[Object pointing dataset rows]

________

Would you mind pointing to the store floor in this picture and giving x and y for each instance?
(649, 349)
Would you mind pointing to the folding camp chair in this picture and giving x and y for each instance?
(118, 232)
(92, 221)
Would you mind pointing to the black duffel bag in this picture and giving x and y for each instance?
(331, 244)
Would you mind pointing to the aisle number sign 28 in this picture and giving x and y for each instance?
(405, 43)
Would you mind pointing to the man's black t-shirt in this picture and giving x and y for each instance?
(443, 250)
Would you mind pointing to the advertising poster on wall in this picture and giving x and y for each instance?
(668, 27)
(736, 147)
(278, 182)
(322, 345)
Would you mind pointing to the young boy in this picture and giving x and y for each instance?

________

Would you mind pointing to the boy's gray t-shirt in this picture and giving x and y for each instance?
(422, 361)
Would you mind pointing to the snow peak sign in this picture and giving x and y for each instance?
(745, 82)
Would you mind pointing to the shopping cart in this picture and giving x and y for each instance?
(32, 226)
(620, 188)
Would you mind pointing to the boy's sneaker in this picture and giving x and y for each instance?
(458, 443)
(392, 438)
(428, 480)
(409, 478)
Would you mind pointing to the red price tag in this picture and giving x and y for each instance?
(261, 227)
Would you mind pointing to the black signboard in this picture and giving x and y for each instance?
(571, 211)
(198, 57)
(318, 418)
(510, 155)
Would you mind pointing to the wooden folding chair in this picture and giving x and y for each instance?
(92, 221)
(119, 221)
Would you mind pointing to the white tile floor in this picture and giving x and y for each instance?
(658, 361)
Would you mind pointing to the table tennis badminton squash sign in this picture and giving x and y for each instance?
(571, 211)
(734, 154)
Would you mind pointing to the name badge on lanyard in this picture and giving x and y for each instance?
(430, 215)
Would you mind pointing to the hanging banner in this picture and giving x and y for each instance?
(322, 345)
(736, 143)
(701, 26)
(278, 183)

________

■ **Required task**
Reproduce word for word the stretch of lines above, from the line containing "Would you mind pointing to the man's" through the line containing "Would you mind pointing to the young", including both of those lines.

■ **Task output**
Would you mind pointing to the man's black t-shirt in this picture and giving x and y for each instance?
(443, 250)
Would you mind pointing to the advertising poster on wall in this picture and giving x and y for each instance?
(668, 27)
(736, 147)
(278, 182)
(322, 345)
Would you mind pointing to the young boy in this picture and giving x and y for each instance?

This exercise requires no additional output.